### [GIVEN INSTRUCTION A]
Which lines in the rows contain the word "sneaker"? Gather every such line, copy each one in full, and match case exactly.

EX-99.(A)(1)(XIV) 6 dex99a1xiv.htm FORM OF LETTER TO BROKERS DEALERS COMMERCIAL BANKS TRUST COMPANIES & OTHER NOMIN Form of Letter to Brokers Dealers Commercial Banks Trust Companies & Other Nomin

Exhibit (a)(1)(xiv)

 

LOGO

 

Amended and Restated

Offer to Purchase for Cash

All Outstanding Shares of Common Stock

(Including the Associated Preferred Stock Purchase Rights)

of

PEOPLESOFT, INC.

at

$26.00 Net Per Share

by

PEPPER ACQUISITION CORP.

### [GIVEN INSTRUCTION B]
Reproduce the whole tender offer cover page above, word for word.

### [RECORD LIST]
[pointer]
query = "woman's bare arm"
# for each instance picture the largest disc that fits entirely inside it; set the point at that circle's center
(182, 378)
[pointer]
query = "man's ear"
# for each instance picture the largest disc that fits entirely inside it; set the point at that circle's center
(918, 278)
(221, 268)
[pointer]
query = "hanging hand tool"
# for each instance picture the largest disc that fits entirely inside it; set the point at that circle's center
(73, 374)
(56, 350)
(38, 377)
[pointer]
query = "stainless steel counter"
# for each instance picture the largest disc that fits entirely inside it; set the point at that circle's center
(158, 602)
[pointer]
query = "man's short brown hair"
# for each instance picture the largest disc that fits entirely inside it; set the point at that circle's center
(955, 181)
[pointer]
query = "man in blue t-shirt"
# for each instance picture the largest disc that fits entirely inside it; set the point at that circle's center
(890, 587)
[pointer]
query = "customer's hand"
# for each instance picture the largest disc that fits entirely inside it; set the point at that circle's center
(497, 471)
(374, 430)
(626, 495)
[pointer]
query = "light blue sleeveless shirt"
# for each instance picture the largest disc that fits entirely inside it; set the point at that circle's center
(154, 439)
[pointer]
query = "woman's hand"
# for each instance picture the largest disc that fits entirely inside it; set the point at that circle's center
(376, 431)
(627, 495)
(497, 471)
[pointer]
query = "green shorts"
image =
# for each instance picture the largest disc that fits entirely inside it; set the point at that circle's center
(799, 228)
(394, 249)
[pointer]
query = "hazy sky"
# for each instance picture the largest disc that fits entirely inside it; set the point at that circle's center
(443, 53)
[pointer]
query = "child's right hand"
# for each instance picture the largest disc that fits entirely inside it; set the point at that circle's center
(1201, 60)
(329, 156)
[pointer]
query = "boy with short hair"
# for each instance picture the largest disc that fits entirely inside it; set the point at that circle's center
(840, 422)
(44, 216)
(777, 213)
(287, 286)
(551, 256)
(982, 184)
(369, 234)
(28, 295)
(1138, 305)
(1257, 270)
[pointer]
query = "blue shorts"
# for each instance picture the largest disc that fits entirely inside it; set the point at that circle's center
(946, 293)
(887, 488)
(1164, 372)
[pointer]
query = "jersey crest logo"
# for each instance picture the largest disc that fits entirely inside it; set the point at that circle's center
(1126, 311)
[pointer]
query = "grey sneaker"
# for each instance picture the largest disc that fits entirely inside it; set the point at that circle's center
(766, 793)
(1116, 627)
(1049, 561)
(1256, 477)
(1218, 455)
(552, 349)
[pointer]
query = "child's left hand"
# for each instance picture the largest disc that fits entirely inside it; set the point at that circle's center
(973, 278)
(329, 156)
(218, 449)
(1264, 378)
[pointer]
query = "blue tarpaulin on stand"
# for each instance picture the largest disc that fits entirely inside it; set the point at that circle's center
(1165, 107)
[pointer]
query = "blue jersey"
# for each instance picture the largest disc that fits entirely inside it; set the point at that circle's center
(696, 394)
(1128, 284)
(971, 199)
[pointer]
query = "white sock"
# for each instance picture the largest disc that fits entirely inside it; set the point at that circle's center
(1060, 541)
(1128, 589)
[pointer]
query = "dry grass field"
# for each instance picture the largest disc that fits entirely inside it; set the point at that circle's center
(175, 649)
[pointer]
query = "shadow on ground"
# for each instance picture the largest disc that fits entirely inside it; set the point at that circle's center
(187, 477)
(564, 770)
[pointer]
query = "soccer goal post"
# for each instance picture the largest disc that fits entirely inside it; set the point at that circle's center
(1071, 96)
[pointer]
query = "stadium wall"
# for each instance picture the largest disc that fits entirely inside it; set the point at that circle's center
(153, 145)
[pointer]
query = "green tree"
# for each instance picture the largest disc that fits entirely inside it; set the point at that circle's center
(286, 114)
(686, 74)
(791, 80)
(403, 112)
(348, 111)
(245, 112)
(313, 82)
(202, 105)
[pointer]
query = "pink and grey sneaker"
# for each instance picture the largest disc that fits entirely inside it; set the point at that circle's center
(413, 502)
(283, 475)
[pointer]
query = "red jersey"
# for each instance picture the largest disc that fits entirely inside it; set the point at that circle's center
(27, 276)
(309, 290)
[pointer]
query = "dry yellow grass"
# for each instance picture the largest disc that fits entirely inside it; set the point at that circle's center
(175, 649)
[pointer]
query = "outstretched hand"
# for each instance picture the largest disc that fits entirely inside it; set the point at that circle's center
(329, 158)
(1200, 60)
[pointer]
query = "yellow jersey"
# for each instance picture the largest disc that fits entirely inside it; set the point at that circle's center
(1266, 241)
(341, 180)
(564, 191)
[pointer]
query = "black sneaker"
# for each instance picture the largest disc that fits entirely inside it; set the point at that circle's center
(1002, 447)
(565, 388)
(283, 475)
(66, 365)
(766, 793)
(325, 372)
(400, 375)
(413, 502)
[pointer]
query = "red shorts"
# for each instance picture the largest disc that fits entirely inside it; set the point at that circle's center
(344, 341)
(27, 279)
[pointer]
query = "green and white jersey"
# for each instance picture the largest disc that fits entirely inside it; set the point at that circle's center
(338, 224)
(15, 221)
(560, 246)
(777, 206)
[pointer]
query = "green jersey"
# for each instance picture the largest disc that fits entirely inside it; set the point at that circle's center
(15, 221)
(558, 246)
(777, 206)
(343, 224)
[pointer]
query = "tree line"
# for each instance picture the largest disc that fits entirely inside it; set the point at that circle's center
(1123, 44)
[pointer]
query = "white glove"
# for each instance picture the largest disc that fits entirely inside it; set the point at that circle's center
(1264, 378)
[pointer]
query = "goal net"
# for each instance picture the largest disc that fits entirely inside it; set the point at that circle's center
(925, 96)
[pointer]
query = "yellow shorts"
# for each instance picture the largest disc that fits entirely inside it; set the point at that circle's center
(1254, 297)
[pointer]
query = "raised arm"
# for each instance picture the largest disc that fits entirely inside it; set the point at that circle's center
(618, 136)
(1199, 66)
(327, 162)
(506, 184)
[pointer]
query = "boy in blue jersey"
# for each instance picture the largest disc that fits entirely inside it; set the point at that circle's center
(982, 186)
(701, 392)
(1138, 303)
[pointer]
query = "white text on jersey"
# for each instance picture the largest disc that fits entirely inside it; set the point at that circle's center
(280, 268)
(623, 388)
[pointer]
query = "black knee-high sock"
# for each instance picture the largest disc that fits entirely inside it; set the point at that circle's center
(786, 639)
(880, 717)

### [EXERCISE RESULT A]
query = "grey sneaker"
query = "pink and grey sneaker"
query = "black sneaker"

### [EXERCISE RESULT B]
EX-99.(A)(1)(XIV) 6 dex99a1xiv.htm FORM OF LETTER TO BROKERS DEALERS COMMERCIAL BANKS TRUST COMPANIES & OTHER NOMIN Form of Letter to Brokers Dealers Commercial Banks Trust Companies & Other Nomin

Exhibit (a)(1)(xiv)

 

LOGO

 

Amended and Restated

Offer to Purchase for Cash

All Outstanding Shares of Common Stock

(Including the Associated Preferred Stock Purchase Rights)

of

PEOPLESOFT, INC.

at

$26.00 Net Per Share

by

PEPPER ACQUISITION CORP.